-- Supplied entries start --

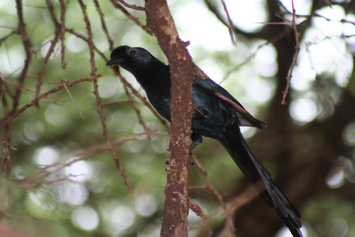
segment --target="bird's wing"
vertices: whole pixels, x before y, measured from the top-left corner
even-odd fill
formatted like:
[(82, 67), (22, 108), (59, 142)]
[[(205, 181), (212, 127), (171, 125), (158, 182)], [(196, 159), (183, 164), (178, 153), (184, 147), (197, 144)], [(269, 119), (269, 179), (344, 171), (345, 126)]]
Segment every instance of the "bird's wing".
[(227, 91), (211, 79), (203, 80), (195, 77), (194, 82), (196, 86), (208, 91), (230, 105), (238, 115), (240, 126), (256, 127), (261, 129), (266, 126), (266, 124), (264, 122), (252, 116)]

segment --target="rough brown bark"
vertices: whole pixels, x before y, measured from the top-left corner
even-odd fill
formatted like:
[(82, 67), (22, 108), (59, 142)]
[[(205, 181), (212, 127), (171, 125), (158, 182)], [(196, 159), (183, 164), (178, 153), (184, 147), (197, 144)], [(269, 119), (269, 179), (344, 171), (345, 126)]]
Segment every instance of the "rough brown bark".
[(192, 90), (202, 72), (192, 62), (176, 31), (166, 1), (146, 1), (147, 27), (166, 56), (171, 75), (171, 127), (165, 207), (161, 236), (188, 236), (189, 148), (193, 110)]

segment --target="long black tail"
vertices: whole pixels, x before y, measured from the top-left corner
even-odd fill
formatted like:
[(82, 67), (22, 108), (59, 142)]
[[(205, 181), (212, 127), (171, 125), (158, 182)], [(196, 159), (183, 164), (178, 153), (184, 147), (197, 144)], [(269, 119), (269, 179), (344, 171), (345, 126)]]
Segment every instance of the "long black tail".
[[(238, 129), (239, 128), (238, 128)], [(271, 176), (255, 157), (238, 129), (229, 131), (220, 141), (234, 162), (268, 206), (275, 210), (294, 237), (303, 237), (300, 214), (280, 190)], [(232, 134), (232, 133), (234, 134)]]

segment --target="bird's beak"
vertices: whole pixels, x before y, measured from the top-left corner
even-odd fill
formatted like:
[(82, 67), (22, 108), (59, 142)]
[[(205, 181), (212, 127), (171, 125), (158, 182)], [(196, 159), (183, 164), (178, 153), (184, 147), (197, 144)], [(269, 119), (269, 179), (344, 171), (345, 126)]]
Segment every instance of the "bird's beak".
[(113, 65), (114, 64), (119, 64), (122, 61), (122, 59), (120, 58), (111, 58), (107, 61), (106, 66), (109, 65)]

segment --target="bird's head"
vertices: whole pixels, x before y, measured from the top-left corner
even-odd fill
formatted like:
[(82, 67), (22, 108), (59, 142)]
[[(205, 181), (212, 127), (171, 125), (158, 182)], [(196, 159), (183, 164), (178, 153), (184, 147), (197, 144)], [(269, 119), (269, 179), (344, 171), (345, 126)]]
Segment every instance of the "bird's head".
[(142, 48), (131, 48), (124, 45), (114, 50), (110, 55), (111, 59), (106, 66), (118, 64), (134, 74), (140, 69), (149, 70), (151, 65), (157, 63), (165, 64)]

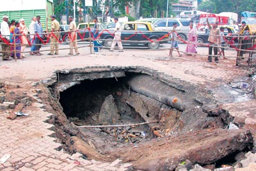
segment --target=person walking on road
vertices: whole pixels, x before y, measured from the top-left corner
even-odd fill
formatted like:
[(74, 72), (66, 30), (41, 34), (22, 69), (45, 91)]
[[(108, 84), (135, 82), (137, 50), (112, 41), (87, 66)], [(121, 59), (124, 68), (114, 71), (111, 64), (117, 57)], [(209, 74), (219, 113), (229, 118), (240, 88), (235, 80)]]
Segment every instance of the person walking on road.
[(218, 46), (221, 44), (220, 40), (220, 31), (218, 28), (218, 22), (214, 22), (212, 24), (212, 26), (211, 26), (210, 22), (208, 20), (208, 17), (206, 18), (206, 21), (207, 22), (208, 27), (210, 29), (210, 34), (209, 35), (208, 41), (209, 41), (209, 53), (208, 53), (208, 62), (212, 62), (212, 48), (214, 52), (215, 62), (218, 63), (219, 60), (218, 59)]
[(97, 17), (93, 18), (94, 26), (93, 26), (93, 52), (98, 52), (99, 49), (101, 49), (102, 45), (98, 43), (97, 40), (99, 36), (99, 25), (98, 23), (98, 19)]
[(20, 56), (22, 57), (25, 57), (25, 55), (24, 52), (25, 50), (26, 47), (28, 43), (28, 39), (27, 39), (27, 34), (28, 34), (28, 29), (25, 24), (25, 20), (24, 19), (20, 19), (20, 34), (22, 36), (20, 36), (20, 41), (21, 41), (21, 47), (20, 47)]
[[(51, 20), (52, 20), (52, 26), (51, 26), (51, 51), (50, 53), (47, 54), (48, 55), (58, 55), (59, 54), (59, 43), (58, 41), (60, 40), (60, 23), (58, 21), (56, 20), (56, 16), (54, 15), (52, 15), (51, 16)], [(55, 54), (54, 54), (55, 51)]]
[(121, 41), (121, 24), (118, 22), (118, 18), (115, 17), (114, 19), (115, 22), (116, 23), (116, 27), (115, 29), (114, 32), (114, 39), (113, 40), (111, 48), (110, 48), (109, 51), (114, 51), (114, 48), (116, 45), (118, 45), (119, 50), (118, 52), (124, 52), (123, 50), (123, 45), (122, 45)]
[[(36, 44), (35, 50), (36, 51), (34, 54), (40, 56), (42, 55), (40, 52), (40, 49), (41, 48), (41, 44), (43, 41), (44, 34), (43, 34), (43, 26), (42, 26), (42, 23), (40, 22), (41, 17), (39, 15), (36, 16), (36, 22), (35, 26), (35, 33), (38, 34), (36, 36)], [(39, 36), (39, 37), (38, 37)]]
[(189, 27), (189, 31), (188, 34), (188, 41), (189, 41), (189, 43), (187, 45), (185, 52), (186, 54), (188, 56), (192, 56), (192, 54), (197, 54), (196, 31), (193, 27), (193, 23), (190, 23)]
[(36, 17), (33, 17), (31, 22), (29, 24), (29, 34), (30, 34), (30, 42), (31, 43), (31, 47), (30, 48), (30, 51), (31, 52), (29, 53), (31, 55), (34, 55), (33, 52), (36, 49), (36, 35), (34, 34), (35, 33), (35, 24), (36, 21)]
[(69, 37), (69, 54), (68, 55), (73, 54), (73, 49), (75, 50), (76, 54), (77, 55), (79, 54), (77, 49), (77, 41), (76, 37), (76, 22), (73, 20), (73, 17), (68, 17), (68, 21), (70, 22), (68, 26), (68, 37)]
[(169, 52), (169, 56), (172, 56), (172, 52), (173, 50), (173, 48), (176, 48), (177, 49), (177, 52), (178, 52), (178, 55), (179, 56), (182, 56), (182, 55), (180, 54), (180, 51), (179, 50), (179, 44), (178, 44), (178, 41), (177, 41), (177, 34), (176, 32), (175, 31), (177, 27), (178, 26), (177, 23), (177, 22), (173, 22), (173, 31), (171, 35), (171, 40), (172, 40), (172, 46), (170, 47), (170, 52)]
[(10, 52), (8, 52), (10, 50), (10, 35), (11, 34), (8, 24), (8, 18), (7, 15), (4, 15), (3, 17), (3, 22), (1, 24), (1, 34), (3, 35), (2, 36), (2, 38), (4, 40), (4, 41), (2, 41), (3, 43), (1, 44), (3, 51), (2, 59), (3, 61), (12, 60), (12, 59), (10, 58)]

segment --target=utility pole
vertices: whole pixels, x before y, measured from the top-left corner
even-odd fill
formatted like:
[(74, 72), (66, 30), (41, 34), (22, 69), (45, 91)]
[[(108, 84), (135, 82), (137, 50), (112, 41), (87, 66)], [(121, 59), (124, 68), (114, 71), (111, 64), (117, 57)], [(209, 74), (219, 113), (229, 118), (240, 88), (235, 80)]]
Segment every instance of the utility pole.
[(67, 17), (67, 24), (68, 23), (68, 0), (66, 0), (66, 17)]
[(73, 0), (74, 2), (74, 4), (73, 4), (73, 8), (74, 8), (74, 13), (73, 13), (73, 17), (74, 17), (74, 20), (75, 20), (76, 21), (76, 0)]
[(168, 18), (168, 10), (169, 7), (169, 0), (167, 0), (167, 7), (166, 7), (166, 18)]

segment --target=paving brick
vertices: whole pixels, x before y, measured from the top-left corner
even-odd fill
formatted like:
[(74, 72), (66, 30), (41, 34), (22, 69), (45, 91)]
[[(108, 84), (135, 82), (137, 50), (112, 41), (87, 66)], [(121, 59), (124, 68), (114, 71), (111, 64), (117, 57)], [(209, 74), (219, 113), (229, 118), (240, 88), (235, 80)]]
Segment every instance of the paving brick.
[(116, 171), (117, 169), (118, 169), (117, 167), (106, 167), (104, 168), (106, 171)]
[(97, 167), (99, 168), (104, 168), (106, 166), (109, 166), (109, 163), (102, 163), (102, 164), (100, 164), (99, 165), (97, 165)]
[(59, 170), (63, 167), (60, 165), (56, 165), (56, 164), (53, 164), (53, 163), (50, 163), (47, 164), (47, 167), (49, 167), (50, 168), (55, 168), (56, 170)]
[(8, 167), (8, 168), (4, 168), (3, 170), (1, 170), (1, 171), (13, 171), (14, 169), (12, 167)]
[(29, 157), (27, 157), (27, 158), (26, 158), (22, 160), (21, 161), (22, 161), (22, 163), (26, 163), (31, 162), (31, 161), (35, 160), (35, 156), (29, 156)]
[(34, 169), (39, 169), (42, 168), (44, 165), (47, 165), (48, 163), (45, 161), (42, 161), (40, 163), (38, 163), (36, 165), (35, 165), (33, 168)]
[(47, 159), (46, 157), (39, 157), (39, 158), (36, 158), (34, 161), (32, 161), (31, 163), (33, 163), (34, 165), (37, 165), (37, 164), (41, 163), (42, 161), (43, 161), (45, 159)]
[(31, 168), (28, 168), (26, 167), (22, 167), (22, 168), (19, 168), (19, 170), (20, 171), (34, 171), (35, 170)]
[(119, 159), (116, 159), (116, 160), (115, 160), (114, 161), (113, 161), (111, 164), (110, 164), (110, 167), (115, 167), (115, 165), (117, 165), (118, 164), (120, 164), (122, 163), (122, 160), (119, 160)]
[(72, 170), (76, 165), (73, 163), (68, 164), (65, 165), (63, 167), (61, 168), (62, 170)]

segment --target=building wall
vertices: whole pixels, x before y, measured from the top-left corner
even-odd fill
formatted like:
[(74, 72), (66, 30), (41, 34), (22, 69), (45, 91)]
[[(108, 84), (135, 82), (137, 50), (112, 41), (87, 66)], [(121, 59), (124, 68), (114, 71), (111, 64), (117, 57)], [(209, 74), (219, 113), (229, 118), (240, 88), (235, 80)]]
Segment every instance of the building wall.
[[(2, 0), (3, 1), (3, 0)], [(52, 0), (47, 0), (52, 3)], [(0, 6), (0, 11), (45, 10), (47, 0), (8, 0)]]

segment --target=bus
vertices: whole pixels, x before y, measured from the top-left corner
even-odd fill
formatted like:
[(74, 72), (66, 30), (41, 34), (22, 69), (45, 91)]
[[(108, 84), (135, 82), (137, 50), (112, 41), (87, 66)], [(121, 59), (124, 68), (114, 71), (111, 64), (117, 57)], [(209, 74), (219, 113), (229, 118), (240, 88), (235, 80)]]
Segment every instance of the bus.
[(201, 14), (199, 19), (199, 22), (197, 25), (198, 28), (204, 26), (204, 23), (206, 22), (206, 19), (207, 17), (210, 24), (218, 22), (219, 26), (229, 24), (228, 17), (220, 15), (215, 13)]
[(191, 20), (195, 21), (195, 23), (198, 23), (200, 15), (204, 13), (209, 13), (197, 10), (185, 11), (180, 12), (180, 18), (189, 18)]

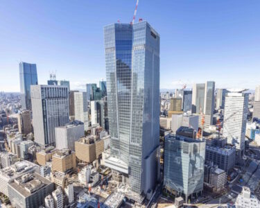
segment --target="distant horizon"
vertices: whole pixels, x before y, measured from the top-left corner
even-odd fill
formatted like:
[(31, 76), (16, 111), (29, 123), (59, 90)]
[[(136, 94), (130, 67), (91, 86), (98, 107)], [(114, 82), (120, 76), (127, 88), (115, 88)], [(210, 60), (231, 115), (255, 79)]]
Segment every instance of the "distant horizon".
[[(37, 64), (71, 89), (105, 79), (103, 28), (130, 23), (136, 0), (1, 1), (0, 91), (19, 92), (19, 62)], [(162, 89), (214, 80), (216, 88), (260, 85), (260, 1), (139, 1), (137, 21), (160, 35)], [(69, 12), (68, 12), (69, 11)]]

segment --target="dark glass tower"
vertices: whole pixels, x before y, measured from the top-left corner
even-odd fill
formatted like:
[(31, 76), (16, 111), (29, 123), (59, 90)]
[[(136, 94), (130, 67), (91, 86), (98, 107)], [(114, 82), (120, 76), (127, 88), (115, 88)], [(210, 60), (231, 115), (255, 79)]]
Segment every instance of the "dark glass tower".
[(22, 109), (32, 110), (31, 85), (38, 85), (35, 64), (20, 62), (20, 90)]
[(159, 171), (159, 35), (147, 21), (105, 27), (111, 155), (105, 164), (147, 193)]

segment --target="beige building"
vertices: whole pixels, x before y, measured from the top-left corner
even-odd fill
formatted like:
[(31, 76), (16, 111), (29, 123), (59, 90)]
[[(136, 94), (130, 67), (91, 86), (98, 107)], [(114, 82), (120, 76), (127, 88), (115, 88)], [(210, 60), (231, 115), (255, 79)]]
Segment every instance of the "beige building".
[(45, 166), (47, 162), (51, 161), (53, 155), (57, 151), (53, 146), (49, 146), (36, 153), (37, 162), (41, 166)]
[(18, 115), (17, 120), (19, 133), (28, 135), (32, 132), (32, 123), (29, 110), (23, 110)]
[(98, 159), (104, 151), (104, 140), (95, 136), (82, 137), (75, 142), (76, 156), (79, 160), (91, 163)]
[(182, 99), (181, 98), (173, 98), (171, 99), (170, 111), (182, 111)]
[(75, 153), (69, 149), (57, 151), (52, 157), (52, 171), (66, 173), (76, 170)]
[(51, 180), (51, 182), (53, 182), (57, 186), (61, 187), (62, 188), (62, 190), (64, 189), (67, 182), (67, 178), (66, 175), (64, 173), (57, 171), (51, 173), (49, 180)]

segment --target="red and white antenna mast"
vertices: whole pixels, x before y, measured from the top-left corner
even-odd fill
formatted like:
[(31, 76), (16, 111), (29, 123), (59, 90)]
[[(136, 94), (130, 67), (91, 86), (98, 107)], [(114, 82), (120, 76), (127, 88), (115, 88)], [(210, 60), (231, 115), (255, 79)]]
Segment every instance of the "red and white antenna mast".
[(137, 0), (137, 4), (135, 6), (135, 9), (134, 17), (132, 17), (132, 21), (131, 21), (131, 24), (135, 23), (135, 16), (137, 15), (138, 2), (139, 1), (139, 0)]

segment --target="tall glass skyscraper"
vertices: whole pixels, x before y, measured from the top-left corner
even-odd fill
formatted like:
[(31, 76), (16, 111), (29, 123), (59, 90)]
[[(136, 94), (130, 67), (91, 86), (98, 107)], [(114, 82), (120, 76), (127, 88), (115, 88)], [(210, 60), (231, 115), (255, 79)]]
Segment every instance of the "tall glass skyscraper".
[(203, 189), (205, 144), (180, 135), (165, 137), (164, 188), (176, 196), (184, 195), (186, 202)]
[(105, 26), (111, 155), (105, 163), (147, 193), (159, 173), (159, 35), (146, 21)]
[(31, 110), (31, 85), (38, 85), (36, 64), (21, 62), (19, 67), (21, 108)]

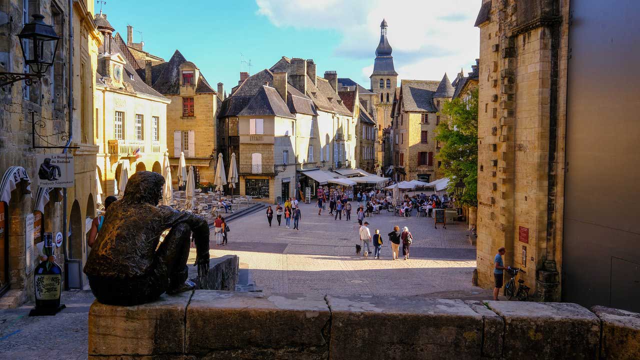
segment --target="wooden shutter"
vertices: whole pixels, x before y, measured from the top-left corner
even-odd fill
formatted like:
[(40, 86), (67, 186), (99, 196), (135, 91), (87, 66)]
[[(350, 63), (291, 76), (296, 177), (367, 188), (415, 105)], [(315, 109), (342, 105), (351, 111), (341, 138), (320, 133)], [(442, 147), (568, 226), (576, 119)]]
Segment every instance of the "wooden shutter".
[(182, 151), (182, 132), (173, 131), (173, 157), (180, 156)]
[(195, 158), (196, 156), (196, 132), (193, 130), (189, 131), (189, 157)]

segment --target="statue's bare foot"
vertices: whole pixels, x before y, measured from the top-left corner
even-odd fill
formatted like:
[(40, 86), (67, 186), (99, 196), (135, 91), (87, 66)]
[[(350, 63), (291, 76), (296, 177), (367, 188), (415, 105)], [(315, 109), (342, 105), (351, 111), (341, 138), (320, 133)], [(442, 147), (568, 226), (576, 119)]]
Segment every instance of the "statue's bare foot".
[(196, 284), (194, 284), (193, 281), (190, 280), (187, 280), (182, 285), (180, 285), (173, 289), (169, 289), (168, 290), (166, 291), (166, 293), (169, 295), (177, 294), (178, 293), (191, 291), (195, 288), (196, 288)]

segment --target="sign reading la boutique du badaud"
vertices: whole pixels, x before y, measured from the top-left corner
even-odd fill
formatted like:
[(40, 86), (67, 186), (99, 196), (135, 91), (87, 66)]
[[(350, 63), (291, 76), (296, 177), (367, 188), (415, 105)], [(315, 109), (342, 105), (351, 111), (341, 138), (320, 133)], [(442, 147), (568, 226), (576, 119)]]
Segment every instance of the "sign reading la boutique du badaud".
[(74, 186), (74, 156), (70, 154), (38, 154), (38, 184), (47, 188), (71, 188)]

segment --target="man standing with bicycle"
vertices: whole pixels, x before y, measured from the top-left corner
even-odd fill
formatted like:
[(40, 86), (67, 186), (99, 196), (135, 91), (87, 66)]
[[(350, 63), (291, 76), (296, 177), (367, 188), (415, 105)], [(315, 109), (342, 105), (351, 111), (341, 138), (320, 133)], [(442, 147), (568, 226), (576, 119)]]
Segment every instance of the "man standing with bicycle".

-- Supplied entries end --

Reproduce the records verbatim, starting with the line that contains "segment --target=person walking on road" and going on through the line that contains "Segment every instance of the person".

## Exercise output
segment --target=person walking on road
vertices: whole pixels, x before y, measured from the top-left corner
even-odd fill
formatted like:
[(74, 72), (66, 30), (41, 34), (22, 69), (45, 91)]
[[(108, 84), (135, 82), (137, 50), (112, 41), (87, 66)], [(121, 59), (124, 68), (114, 71), (111, 64), (117, 57)], [(209, 74), (219, 113), (229, 118), (240, 88), (235, 80)]]
Segment every instance of the person walking on road.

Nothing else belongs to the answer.